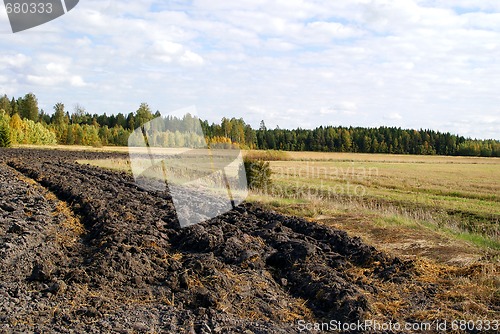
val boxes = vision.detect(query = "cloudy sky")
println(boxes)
[0,0,500,139]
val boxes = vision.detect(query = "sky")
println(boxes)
[0,0,500,139]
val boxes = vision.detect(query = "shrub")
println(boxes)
[240,158,272,191]
[0,110,11,147]
[0,124,11,147]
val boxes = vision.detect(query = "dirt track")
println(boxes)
[0,150,418,333]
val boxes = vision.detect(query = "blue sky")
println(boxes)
[0,0,500,139]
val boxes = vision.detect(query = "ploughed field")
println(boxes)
[0,149,446,333]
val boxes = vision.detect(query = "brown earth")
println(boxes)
[0,149,498,333]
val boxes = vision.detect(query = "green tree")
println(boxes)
[20,93,39,122]
[0,95,12,116]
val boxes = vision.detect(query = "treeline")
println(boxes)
[0,93,500,157]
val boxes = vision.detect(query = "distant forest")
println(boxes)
[0,93,500,157]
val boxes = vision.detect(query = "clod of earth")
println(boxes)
[0,150,413,333]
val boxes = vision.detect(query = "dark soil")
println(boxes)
[0,149,414,333]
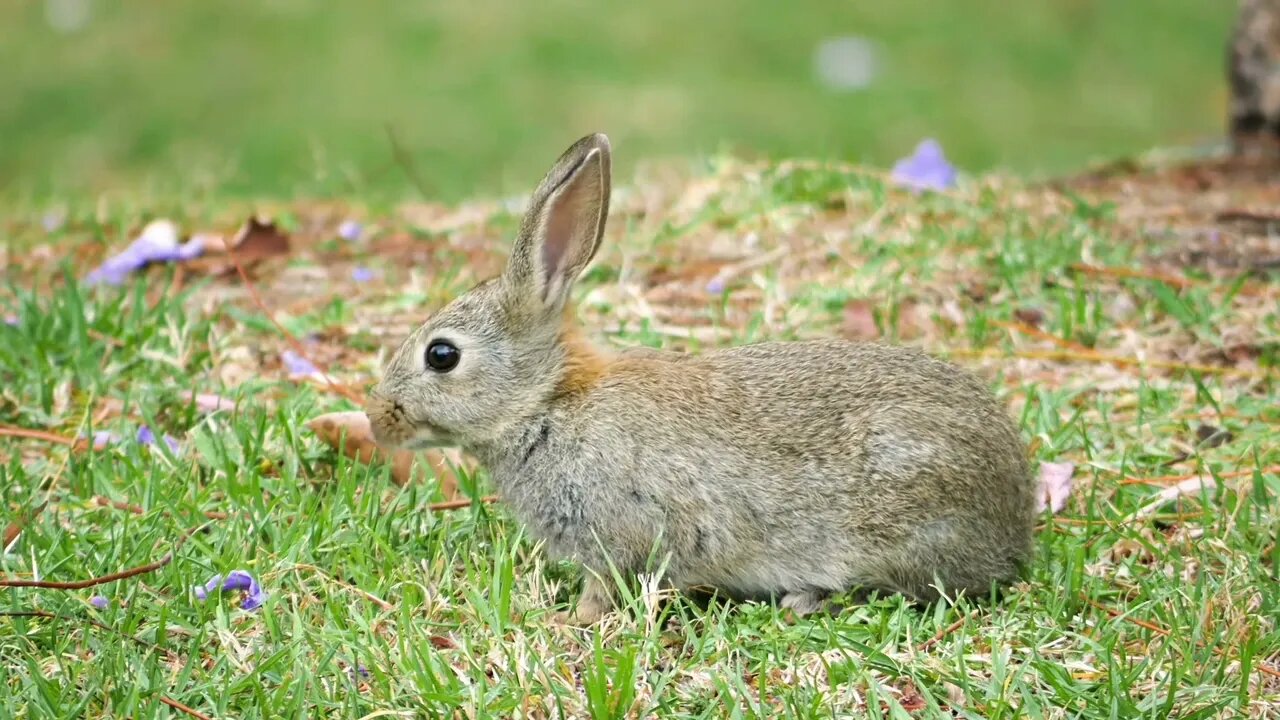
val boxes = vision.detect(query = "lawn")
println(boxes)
[0,0,1235,200]
[0,138,1280,719]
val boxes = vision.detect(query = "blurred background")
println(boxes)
[0,0,1235,200]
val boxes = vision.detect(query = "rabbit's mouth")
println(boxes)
[365,392,454,450]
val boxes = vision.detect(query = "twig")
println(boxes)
[227,238,365,405]
[93,495,230,520]
[0,523,209,591]
[160,696,214,720]
[426,495,498,512]
[1120,465,1280,486]
[0,425,77,447]
[951,348,1280,378]
[920,615,969,652]
[1071,263,1266,296]
[1084,597,1280,678]
[385,123,431,200]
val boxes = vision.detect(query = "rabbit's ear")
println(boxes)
[504,133,609,310]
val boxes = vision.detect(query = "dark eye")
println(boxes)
[426,340,462,373]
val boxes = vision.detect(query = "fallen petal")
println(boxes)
[84,220,204,284]
[223,570,257,591]
[40,213,67,233]
[280,350,320,378]
[241,585,266,610]
[1130,475,1217,519]
[1036,462,1075,512]
[890,138,956,192]
[338,220,365,242]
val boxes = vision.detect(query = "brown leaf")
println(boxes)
[431,635,458,650]
[183,217,289,275]
[841,300,879,341]
[1196,425,1235,450]
[232,218,289,264]
[897,300,938,340]
[182,391,236,413]
[0,502,49,552]
[307,410,471,491]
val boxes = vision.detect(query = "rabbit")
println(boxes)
[366,135,1036,625]
[1228,0,1280,159]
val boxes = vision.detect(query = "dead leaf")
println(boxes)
[431,635,458,650]
[1196,425,1234,450]
[232,218,289,264]
[1129,475,1217,520]
[184,217,289,275]
[841,300,879,341]
[1014,307,1044,328]
[897,300,937,340]
[1036,462,1075,514]
[307,410,471,491]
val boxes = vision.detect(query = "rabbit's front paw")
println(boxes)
[552,575,612,626]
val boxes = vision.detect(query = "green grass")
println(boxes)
[0,0,1235,199]
[0,155,1280,719]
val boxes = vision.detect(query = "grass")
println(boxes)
[0,149,1280,719]
[0,0,1235,200]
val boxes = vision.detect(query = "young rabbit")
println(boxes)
[1228,0,1280,158]
[366,135,1034,623]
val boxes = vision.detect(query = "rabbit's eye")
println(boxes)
[426,340,462,373]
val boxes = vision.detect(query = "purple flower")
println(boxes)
[40,213,67,233]
[890,138,956,192]
[338,220,365,242]
[138,425,178,455]
[280,350,320,378]
[84,220,205,284]
[191,570,266,610]
[81,430,120,450]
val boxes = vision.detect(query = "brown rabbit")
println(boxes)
[367,135,1034,623]
[1228,0,1280,159]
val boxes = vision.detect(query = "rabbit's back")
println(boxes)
[1229,0,1280,154]
[483,341,1033,597]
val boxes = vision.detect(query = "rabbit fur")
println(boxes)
[1228,0,1280,159]
[366,135,1034,623]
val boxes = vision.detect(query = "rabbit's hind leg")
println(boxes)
[780,588,831,615]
^^^^
### The request
List every line in the rows above that contains the word "dark".

### Exercise solution
val boxes = vision.detect(query = "dark soil")
val boxes = vision.detect(query = "dark eye")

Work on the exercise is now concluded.